→ **Exercise aim**: From the passage on the multilingual COVID-19 history project, reproduce word for word the portion starting with "How will the" and going on through "of the pandemic.".

→ **Source passage**:
Content starts

How will the Bay Area remember the COVID-19 pandemic? For University Archivist Carli Lowe, the pandemic has offered a unique opportunity to interact with history in real time. This summer SJSU’s Dr. Martin Luther King, Jr. Library, in partnership with the College of Humanities and the Arts, have officially launched “In Our Own Words: A Multilingual Public History of the COVID-19 Pandemic in the Bay Area,” a public digital humanities project designed to document Bay Area residents’ personal experiences of the pandemic.
The project is the result of Lowe’s partnership with San José State Assistant Professor of World Languages and Literatures Chunhui Peng, a memory studies scholar who is adding a multilingual component to the project.
“Usually, archives deal with records of things that happened many, many decades ago, or even centuries in the past,” said Lowe. “One of the reasons I was excited to partner with Dr. Peng is that we are very focused on collecting memories as they unfold in our contemporary moment. We know that we are living in a historic moment.”
In May 2020, Lowe launched “Spartans Speak on COVID-19,” a project designed to memorialize journal entries, blog posts, social media posts, photographs, audio and video recordings, and other documentation of personal experiences during the pandemic and make them available online through SJSU Digital Collections. Community members have shared the effects of social distancing and county shelter-in-place orders on their social lives, mental health, financial well-being, and campus life. The project has already amassed more than 300 submissions.
Peng responded to Lowe’s call for submissions with a proposal to widen the project scope to reflect the diverse communities of the Bay Area. Together, they partnered with several faculty members of the World Languages and Literatures Department to translate their call for submissions into seven of the most commonly spoken languages in the Bay Area — English, Spanish, Chinese, Vietnamese, Tagalog, Russian. Associate Dean of Faculty Success and Research Jason Aleksander has been a big proponent of the project.

Content ends

→ **Recorded information**:
Content starts

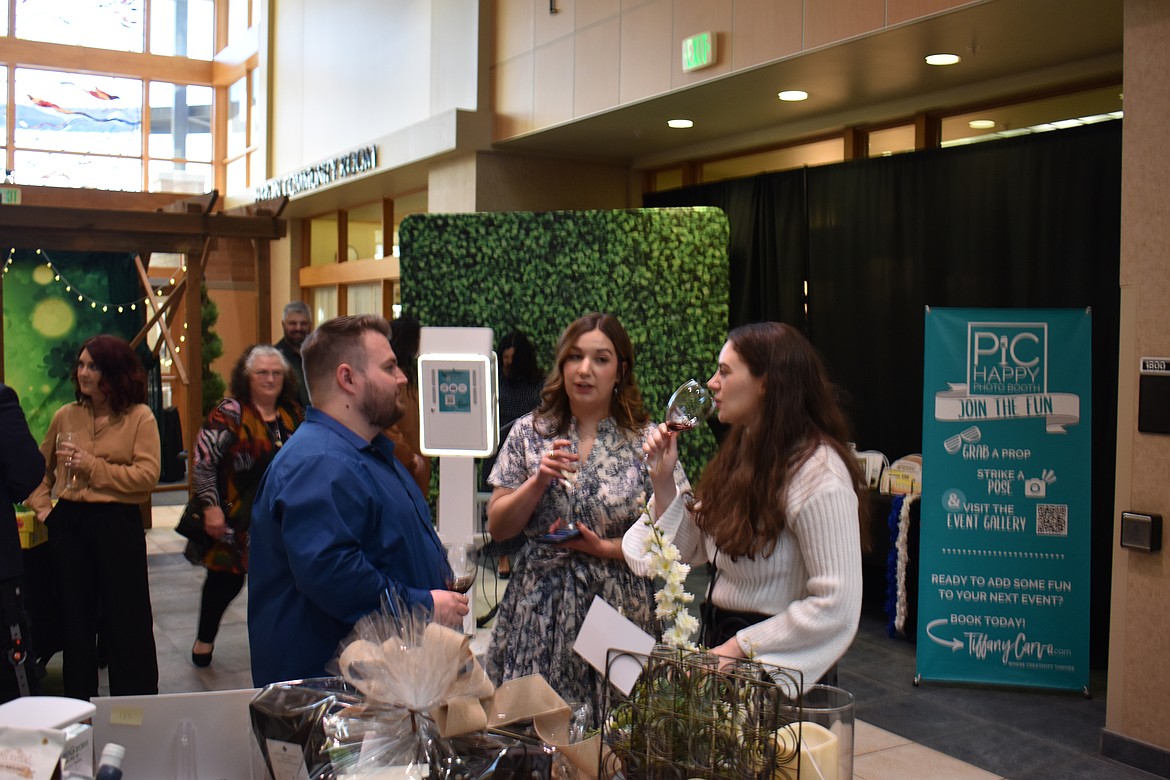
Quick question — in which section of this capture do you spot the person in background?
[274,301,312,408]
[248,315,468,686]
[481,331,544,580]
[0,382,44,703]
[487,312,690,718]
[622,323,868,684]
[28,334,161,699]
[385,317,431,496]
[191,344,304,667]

Content ends
Content starts

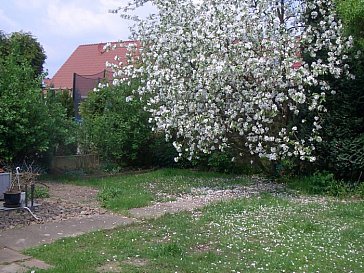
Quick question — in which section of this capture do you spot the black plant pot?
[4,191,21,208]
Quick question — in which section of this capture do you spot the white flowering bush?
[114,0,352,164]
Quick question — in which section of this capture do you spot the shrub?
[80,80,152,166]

Content ends

→ **Solution to this exercise**:
How will the Bay Area remember the COVID-19 pandemic? For University Archivist Carli Lowe, the pandemic has offered a unique opportunity to interact with history in real time. This summer SJSU’s Dr. Martin Luther King, Jr. Library, in partnership with the College of Humanities and the Arts, have officially launched “In Our Own Words: A Multilingual Public History of the COVID-19 Pandemic in the Bay Area,” a public digital humanities project designed to document Bay Area residents’ personal experiences of the pandemic.